- INSTRUCTIONS TO FOLLOW
Output all of the data below exactly as given.

-- Opening Marker --

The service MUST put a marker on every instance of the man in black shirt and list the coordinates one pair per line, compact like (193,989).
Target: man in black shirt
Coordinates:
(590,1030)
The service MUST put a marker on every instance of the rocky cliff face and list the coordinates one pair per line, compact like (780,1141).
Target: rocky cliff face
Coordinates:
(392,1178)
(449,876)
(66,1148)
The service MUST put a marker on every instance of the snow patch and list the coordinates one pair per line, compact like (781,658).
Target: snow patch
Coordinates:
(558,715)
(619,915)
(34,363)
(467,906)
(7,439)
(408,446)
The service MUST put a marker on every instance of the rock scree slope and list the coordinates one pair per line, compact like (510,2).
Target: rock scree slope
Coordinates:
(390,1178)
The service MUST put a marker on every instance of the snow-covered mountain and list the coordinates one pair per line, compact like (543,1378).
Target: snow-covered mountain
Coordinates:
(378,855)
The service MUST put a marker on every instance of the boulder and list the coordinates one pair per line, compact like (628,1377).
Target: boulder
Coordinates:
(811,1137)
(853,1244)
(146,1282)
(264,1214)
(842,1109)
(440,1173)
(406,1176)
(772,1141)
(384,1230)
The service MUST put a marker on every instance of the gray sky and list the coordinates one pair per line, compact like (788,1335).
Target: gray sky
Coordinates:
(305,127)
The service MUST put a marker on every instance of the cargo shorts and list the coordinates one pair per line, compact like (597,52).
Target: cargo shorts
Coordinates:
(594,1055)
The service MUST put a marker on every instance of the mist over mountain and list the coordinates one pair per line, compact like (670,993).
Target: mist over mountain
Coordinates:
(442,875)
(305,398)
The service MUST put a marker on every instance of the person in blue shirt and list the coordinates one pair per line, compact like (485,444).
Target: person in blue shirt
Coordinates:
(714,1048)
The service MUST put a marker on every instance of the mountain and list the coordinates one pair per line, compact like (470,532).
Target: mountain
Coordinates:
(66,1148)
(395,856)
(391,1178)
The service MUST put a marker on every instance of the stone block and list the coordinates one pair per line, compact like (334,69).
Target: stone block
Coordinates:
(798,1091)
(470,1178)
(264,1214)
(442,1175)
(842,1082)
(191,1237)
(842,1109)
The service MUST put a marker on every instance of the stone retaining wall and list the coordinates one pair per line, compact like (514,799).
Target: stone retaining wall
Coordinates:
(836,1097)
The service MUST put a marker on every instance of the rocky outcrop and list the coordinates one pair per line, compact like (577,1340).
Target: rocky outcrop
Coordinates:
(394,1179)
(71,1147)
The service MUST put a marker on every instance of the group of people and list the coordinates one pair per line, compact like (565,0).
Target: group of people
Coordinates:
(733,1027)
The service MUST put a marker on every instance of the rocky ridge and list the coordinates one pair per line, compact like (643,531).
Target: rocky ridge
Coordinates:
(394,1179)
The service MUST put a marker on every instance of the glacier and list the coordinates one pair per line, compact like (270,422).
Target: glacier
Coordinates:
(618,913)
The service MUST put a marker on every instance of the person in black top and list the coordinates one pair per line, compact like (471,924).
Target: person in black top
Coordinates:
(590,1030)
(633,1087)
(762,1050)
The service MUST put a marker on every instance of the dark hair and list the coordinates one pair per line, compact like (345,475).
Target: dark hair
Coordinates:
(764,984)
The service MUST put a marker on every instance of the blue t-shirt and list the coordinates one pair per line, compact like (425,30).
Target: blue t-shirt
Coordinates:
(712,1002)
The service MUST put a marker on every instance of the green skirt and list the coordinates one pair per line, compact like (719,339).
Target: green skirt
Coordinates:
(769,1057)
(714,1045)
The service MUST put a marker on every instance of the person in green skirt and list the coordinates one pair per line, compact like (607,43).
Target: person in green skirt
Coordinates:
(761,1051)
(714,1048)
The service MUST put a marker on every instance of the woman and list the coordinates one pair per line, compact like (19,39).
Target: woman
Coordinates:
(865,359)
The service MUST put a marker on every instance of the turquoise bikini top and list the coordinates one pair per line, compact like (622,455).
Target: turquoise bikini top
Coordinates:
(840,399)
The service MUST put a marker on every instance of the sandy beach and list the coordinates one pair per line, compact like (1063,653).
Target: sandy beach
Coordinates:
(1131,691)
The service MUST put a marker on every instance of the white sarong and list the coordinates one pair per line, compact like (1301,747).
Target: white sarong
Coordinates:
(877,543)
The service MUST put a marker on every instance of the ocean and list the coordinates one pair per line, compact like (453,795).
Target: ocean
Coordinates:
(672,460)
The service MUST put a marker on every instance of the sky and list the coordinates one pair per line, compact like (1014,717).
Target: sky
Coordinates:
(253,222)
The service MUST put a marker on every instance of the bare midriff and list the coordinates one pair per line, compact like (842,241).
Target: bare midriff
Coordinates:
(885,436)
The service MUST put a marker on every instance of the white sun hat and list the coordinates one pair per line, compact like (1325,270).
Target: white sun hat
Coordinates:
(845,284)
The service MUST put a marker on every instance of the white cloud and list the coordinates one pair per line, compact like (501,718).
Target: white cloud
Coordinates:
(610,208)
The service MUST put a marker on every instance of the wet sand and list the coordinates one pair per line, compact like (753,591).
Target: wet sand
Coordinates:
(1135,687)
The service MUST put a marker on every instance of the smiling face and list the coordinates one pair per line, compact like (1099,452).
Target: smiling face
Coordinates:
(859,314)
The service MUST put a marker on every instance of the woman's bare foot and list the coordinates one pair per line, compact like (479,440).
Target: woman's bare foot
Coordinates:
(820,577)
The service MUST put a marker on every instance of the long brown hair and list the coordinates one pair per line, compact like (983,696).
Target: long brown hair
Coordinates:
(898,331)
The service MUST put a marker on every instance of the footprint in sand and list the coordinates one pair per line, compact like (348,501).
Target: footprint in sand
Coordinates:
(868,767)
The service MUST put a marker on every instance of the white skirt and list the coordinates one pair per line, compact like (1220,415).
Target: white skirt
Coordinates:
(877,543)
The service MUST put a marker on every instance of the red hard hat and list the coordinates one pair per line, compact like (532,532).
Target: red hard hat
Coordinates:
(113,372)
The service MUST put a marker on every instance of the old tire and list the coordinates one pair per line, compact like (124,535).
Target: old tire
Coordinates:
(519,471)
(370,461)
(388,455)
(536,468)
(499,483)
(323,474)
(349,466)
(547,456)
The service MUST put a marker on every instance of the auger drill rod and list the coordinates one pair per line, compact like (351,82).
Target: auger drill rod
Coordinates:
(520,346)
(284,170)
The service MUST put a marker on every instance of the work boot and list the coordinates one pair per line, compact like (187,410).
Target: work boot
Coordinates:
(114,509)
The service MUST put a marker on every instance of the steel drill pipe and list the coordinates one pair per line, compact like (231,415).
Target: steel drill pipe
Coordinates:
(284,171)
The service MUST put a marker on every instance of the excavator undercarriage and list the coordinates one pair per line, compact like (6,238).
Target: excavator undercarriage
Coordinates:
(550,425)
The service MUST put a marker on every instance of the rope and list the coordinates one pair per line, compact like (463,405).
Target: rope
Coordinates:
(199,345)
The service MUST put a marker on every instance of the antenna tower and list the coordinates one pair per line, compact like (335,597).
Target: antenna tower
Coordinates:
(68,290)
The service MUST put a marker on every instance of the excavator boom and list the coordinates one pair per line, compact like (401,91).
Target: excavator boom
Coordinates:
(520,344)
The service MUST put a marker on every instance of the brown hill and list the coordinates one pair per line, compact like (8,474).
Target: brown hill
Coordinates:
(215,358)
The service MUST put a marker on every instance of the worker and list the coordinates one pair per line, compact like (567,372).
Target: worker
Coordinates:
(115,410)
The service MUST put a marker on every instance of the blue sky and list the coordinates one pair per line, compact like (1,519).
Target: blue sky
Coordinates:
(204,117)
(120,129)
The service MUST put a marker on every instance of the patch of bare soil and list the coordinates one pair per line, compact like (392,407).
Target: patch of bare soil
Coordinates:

-- Closing Marker --

- OUTPUT FOR THIS TASK
The service MUST put a marker on every instance of the man in black shirt and list the coordinates one pair per line, compact like (193,989).
Target: man in black shirt
Coordinates:
(590,1030)
The service MUST put a marker on every instance of the rocky cliff face and list the coordinates one pair per line, compact like (780,1141).
Target: rocky cliff face
Coordinates:
(392,1178)
(449,876)
(66,1148)
The service MUST put a marker on every instance of the snow patch and list the coordinates one pair per line, compact like (781,658).
Target: snow patch
Coordinates:
(558,715)
(619,915)
(34,363)
(467,906)
(7,439)
(408,446)
The service MUST put a marker on every instance of the rock scree slope and list the coordinates one pair per line, compact like (510,2).
Target: rock scree slope
Coordinates:
(390,1178)
The service MUST put a marker on every instance of the snow-covered mountain and list the coordinates one pair per line, compact like (543,1378).
Target: snow-covered mountain
Coordinates:
(378,855)
The service MUST put a marker on every instance of the boulder and list the coordinates one pair per line, compact like (628,1377).
Target: boulder
Coordinates:
(811,1137)
(853,1244)
(146,1282)
(264,1214)
(842,1109)
(440,1173)
(406,1176)
(772,1141)
(384,1230)
The service MUST put a marker on every instance of the gray sky and list the coordinates one pair per line, compact like (788,1335).
Target: gray sky
Coordinates:
(305,127)
The service MUST put a marker on every instance of the cargo shorts and list the coordinates one pair per line, compact like (597,52).
Target: cargo shorts
Coordinates:
(594,1055)
The service MUST put a marker on every instance of the mist over mountain and list the coordinates one pair per line, compact like (670,993).
Target: mist over mountain
Coordinates:
(442,875)
(305,398)
The service MUST put a marker on every instance of the person in blue shirt and list the coordinates one pair per line, compact like (485,444).
Target: person in blue shirt
Coordinates:
(714,1048)
The service MUST put a marker on every instance of the mountain and list the coordinates one pair per line, compact like (470,532).
Target: mountain
Coordinates:
(66,1148)
(395,856)
(391,1178)
The service MUST put a marker on every instance of the stone block and list the coordinates one pair per line, compact like (334,69).
Target: stone block
Coordinates:
(798,1091)
(470,1178)
(264,1214)
(442,1175)
(842,1082)
(191,1237)
(842,1109)
The service MUST put a marker on every instance of the stone retaining wall and list the coordinates one pair per line, compact like (514,799).
Target: stone retaining wall
Coordinates:
(836,1097)
The service MUST put a marker on every instance of the rocky outcrop and list the coordinates one pair per line, compact like (577,1340).
Target: rocky outcrop
Coordinates:
(394,1179)
(71,1147)
The service MUST put a marker on every instance of the group of people and list the coordinates one pair per line, compact like (565,0).
Target: group of people
Coordinates:
(733,1027)
The service MUST put a marker on every instance of the rocky ridge and list the coordinates one pair per line, compact like (643,531).
Target: rocky ridge
Coordinates:
(394,1179)
The service MUST put a marker on every instance of the glacier and list the coordinates one pair per line, compact like (270,422).
Target: glacier
Coordinates:
(618,913)
The service MUST put a marker on every instance of the person in black top and list the coordinates one pair per line, compact like (471,924).
Target: person in black top
Coordinates:
(590,1030)
(633,1087)
(762,1050)
The service MUST put a marker on every instance of the dark hair and list the coordinates one pair per line, compact like (345,475).
Target: dark hair
Coordinates:
(764,984)
The service MUST put a marker on every instance of the blue t-shirt and list the coordinates one pair per line, compact like (425,30).
Target: blue t-shirt
Coordinates:
(712,1002)
The service MUST put a marker on every instance of the green skirt and list the coordinates one pair per line, compact like (719,339).
Target: green skirt
Coordinates:
(769,1057)
(714,1045)
The service MUST put a marker on every instance of the person in green skirt and list the coordinates one pair per line, compact like (607,43).
Target: person in green skirt
Coordinates:
(761,1051)
(714,1048)
The service MUST put a marker on every instance of the woman and list the coordinates one pair per line, compact like (19,39).
Target: woman
Coordinates:
(865,359)
The service MUST put a marker on every instance of the turquoise bikini top and list the coordinates one pair per line, compact like (622,455).
Target: turquoise bikini top
Coordinates:
(840,399)
The service MUST put a marker on every instance of the sandy beach and list the coordinates one pair per line, compact like (1063,653).
Target: sandy beach
Coordinates:
(1131,691)
The service MUST put a marker on every instance of the white sarong and list the coordinates one pair per line, compact like (1301,747).
Target: white sarong
Coordinates:
(877,543)
The service MUST put a marker on every instance of the ocean and list the coordinates one pair per line, compact like (453,795).
Target: ocean
Coordinates:
(672,460)
The service MUST put a marker on every instance of the sky and list the coordinates one pair per line, compact like (1014,717).
Target: sky
Coordinates:
(253,222)
The service MUST put a marker on every instance of the bare midriff and list the coordinates one pair per line, compact like (842,241).
Target: bare midriff
Coordinates:
(885,436)
The service MUST put a marker on every instance of the white sun hat and list the coordinates one pair per line, compact like (1325,270).
Target: white sun hat
Coordinates:
(845,284)
The service MUST put a marker on every instance of the white cloud and list the coordinates one pair per line, compact like (501,718).
Target: white cloud
Coordinates:
(610,208)
The service MUST put a marker on every instance of the wet sand and list the coordinates one pair per line, compact like (753,591).
Target: wet sand
Coordinates:
(1135,687)
The service MUST put a marker on every instance of the smiling face and list the coordinates one pair per line, compact like (1099,452).
Target: smiling face
Coordinates:
(859,314)
The service MUST put a marker on every instance of the woman's bare foot and list the coordinates one pair per line, compact like (479,440).
Target: woman's bare foot
Coordinates:
(820,577)
The service MUST put a marker on every instance of the long brown hair and list the coordinates one pair per line, compact like (983,696).
Target: long brown hair
Coordinates:
(898,331)
The service MUST put a marker on every instance of the footprint in sand and list the coordinates one pair per line, compact like (348,501).
Target: footprint in sand
Coordinates:
(868,767)
The service MUST put a marker on every instance of the white skirt and list the coordinates one pair per line, compact like (1220,415).
Target: white skirt
Coordinates:
(877,543)
The service MUST put a marker on every instance of the red hard hat and list the coordinates one pair per line, compact like (532,532).
Target: red hard hat
Coordinates:
(113,372)
The service MUST put a marker on every instance of the old tire and list the coordinates one pair per line, compact like (124,535).
Target: old tire
Coordinates:
(519,471)
(370,461)
(388,455)
(536,468)
(499,483)
(323,474)
(349,466)
(547,456)
The service MUST put a marker on every instance of the auger drill rod and list the coordinates one pair per line, compact like (351,82).
Target: auger drill rod
Coordinates:
(520,346)
(284,170)
The service MUST put a marker on every instance of the work boot and list the coordinates one pair per line, compact like (187,410).
Target: work boot
Coordinates:
(114,509)
The service MUST put a marker on every instance of the steel drill pipe and list the coordinates one pair per line, compact like (231,415).
Target: steel drill pipe
Coordinates:
(284,171)
The service MUST put a marker on every instance of the excavator undercarriage and list the coordinates one pair per line, compact like (6,238).
Target: excavator undercarriage
Coordinates:
(550,425)
The service MUST put a marker on every instance of the rope and list the coordinates one pair per line, compact like (463,405).
Target: rope
Coordinates:
(199,345)
The service MUST put a marker on every instance of the antenna tower and list the coordinates one pair per line, compact like (335,597).
Target: antenna tower
Coordinates:
(68,290)
The service MUST put a marker on every instance of the excavator boom and list the coordinates one pair per line, compact like (401,91).
Target: excavator boom
Coordinates:
(520,344)
The service MUST put a marker on every instance of the brown hill and list the coordinates one pair per line, compact like (8,474).
Target: brown hill
Coordinates:
(215,358)
The service MUST put a marker on every instance of the worker and list the coordinates one pair per line, compact like (567,372).
Target: worker
Coordinates:
(115,410)
The service MUST put a marker on every instance of the blue sky and list the coordinates one pair per line, compact like (1,519).
Target: blue sky
Coordinates:
(204,117)
(120,129)
The service MUST put a marker on every instance of the patch of bare soil and list the coordinates one pair per line, compact like (392,407).
Target: patch of bare soil
Coordinates:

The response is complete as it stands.